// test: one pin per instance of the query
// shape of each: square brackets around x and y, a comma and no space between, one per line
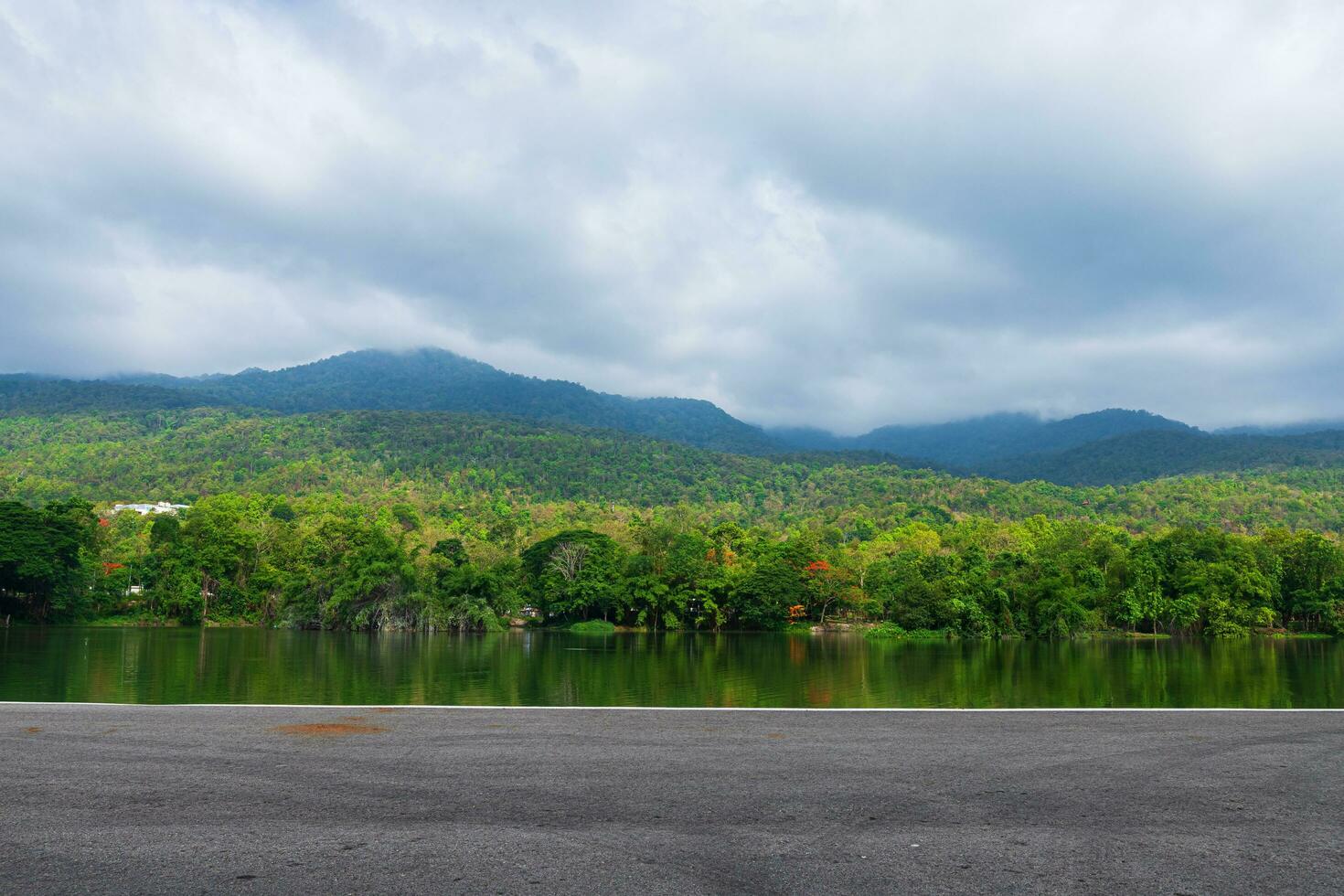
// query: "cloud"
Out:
[844,215]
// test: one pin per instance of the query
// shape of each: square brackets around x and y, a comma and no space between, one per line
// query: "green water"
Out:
[543,667]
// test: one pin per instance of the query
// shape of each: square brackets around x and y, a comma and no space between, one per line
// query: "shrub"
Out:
[593,626]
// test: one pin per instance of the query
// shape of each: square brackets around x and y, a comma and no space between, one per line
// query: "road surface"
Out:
[251,799]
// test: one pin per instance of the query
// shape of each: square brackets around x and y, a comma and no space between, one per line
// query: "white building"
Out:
[145,509]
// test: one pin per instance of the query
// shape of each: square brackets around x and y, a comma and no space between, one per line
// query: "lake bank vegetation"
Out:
[465,521]
[325,560]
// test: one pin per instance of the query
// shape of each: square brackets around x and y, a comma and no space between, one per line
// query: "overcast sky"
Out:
[847,214]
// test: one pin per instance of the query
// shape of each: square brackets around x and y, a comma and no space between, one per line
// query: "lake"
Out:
[552,667]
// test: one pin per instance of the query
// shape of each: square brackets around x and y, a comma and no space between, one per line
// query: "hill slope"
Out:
[1156,453]
[440,380]
[971,443]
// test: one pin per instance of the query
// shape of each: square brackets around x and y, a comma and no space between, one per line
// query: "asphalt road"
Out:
[537,801]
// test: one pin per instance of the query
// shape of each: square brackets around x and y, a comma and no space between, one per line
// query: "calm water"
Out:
[254,666]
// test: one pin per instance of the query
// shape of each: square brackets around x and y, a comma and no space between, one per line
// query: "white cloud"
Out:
[844,215]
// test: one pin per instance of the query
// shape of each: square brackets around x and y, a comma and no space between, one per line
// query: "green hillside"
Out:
[440,380]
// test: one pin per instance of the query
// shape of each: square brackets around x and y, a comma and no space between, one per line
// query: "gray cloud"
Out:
[848,215]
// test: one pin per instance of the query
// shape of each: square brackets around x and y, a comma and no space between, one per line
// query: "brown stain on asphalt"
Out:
[328,730]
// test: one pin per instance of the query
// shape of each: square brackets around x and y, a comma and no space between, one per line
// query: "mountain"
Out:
[972,443]
[1284,429]
[1113,446]
[33,395]
[1158,453]
[438,380]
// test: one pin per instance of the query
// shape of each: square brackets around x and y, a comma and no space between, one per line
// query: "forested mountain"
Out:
[1113,446]
[438,380]
[972,443]
[1146,455]
[434,520]
[449,463]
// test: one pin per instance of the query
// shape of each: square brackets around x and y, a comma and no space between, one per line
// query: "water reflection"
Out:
[542,667]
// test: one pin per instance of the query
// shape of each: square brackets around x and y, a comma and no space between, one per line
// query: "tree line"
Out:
[325,560]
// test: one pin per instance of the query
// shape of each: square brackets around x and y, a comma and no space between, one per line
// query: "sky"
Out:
[831,214]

DIRECTIVE: Go through the listing above and write it all out exactly, leaving out any picture.

WORKED ANSWER:
// test: one pin per instance of the query
// shape of each: square brackets around x and y, a comma and no space between, one per line
// query: "cloud"
Out:
[844,215]
// test: one pin per instance of the query
// shape of each: square brackets around x and y, a comma and no space between, one per line
// query: "green water"
Out:
[543,667]
// test: one pin per instance of the query
// shape of each: square brackets around x and y, a comma and no space between, one per line
// query: "shrub"
Out:
[593,626]
// test: one pin per instance of the query
// shape of each: square brackets around x and y, a comma and no space between, one per line
// query: "road surface"
Out:
[251,799]
// test: one pin per instance of the query
// shape of each: square brackets around x and y, a comma and no space between, one per line
// query: "white building"
Out:
[145,509]
// test: one pin per instance of the query
// shape of each: square brackets around x and y, a comma and no space between, one per line
// query: "lake bank vegetation"
Out:
[465,521]
[325,560]
// test: one pin per instance of the query
// shape of each: square brackets around x and y, a comma and no space between, one per line
// query: "overcast sky"
Out:
[847,214]
// test: one pin per instance of the query
// shape of each: square brackets around x and y, a comma and no space between, one per line
// query: "lake"
Out:
[552,667]
// test: one pin per instance of the query
// shape of each: square brackets around x and y, a comma and no space between, one per line
// query: "hill slope"
Out:
[1156,453]
[440,380]
[971,443]
// test: one pin per instance of the query
// shape of each: square brackets around x and y, a comma and no space between, one per line
// query: "asphalt road"
Out:
[537,801]
// test: one pin per instance of the query
// shape of each: square brackets around x and y, a comma and no space between, one per line
// query: "calm water"
Out:
[254,666]
// test: one pin per instance of the query
// shape of each: square brackets around x and y, a comma and no space between, one per line
// query: "white cloud"
Out:
[844,215]
// test: one pin per instance of the query
// shape of each: square brackets around x and y, a comma and no space between, one per line
// query: "green hillside"
Out:
[440,380]
// test: one pin per instance of the query
// shape of each: square brackets around x and y, a comma and no space between, one per line
// query: "gray cloud"
Out:
[848,215]
// test: one pin per instance of the query
// shape of each: square brackets around x and y, a comma and no space between, one per line
// query: "brown stain on asphalt"
Out:
[328,730]
// test: one pin per instance of the query
// shape of each: square brackets around x and y, a comma and no space between, one per line
// query: "mountain"
Out:
[972,443]
[1284,429]
[1113,446]
[33,395]
[1158,453]
[438,380]
// test: one pin per instance of the query
// shape of each: square brackets around x and y, a comma and no space between, one per line
// query: "forested mountain"
Out:
[1113,446]
[438,380]
[972,443]
[1146,455]
[434,520]
[449,463]
// test: one pin per instance of the query
// shape of each: square brackets around x and y, a comma and no space between, one per line
// query: "water reflection"
Out:
[542,667]
// test: one pin per instance of the query
// shape of each: square brackets around x and y, a comma and no space between, one per line
// query: "tree line"
Out:
[325,560]
// test: one pin per instance of the query
// shape of each: square brackets around x and y, a comma and no space between, one per line
// query: "sky"
Out:
[831,214]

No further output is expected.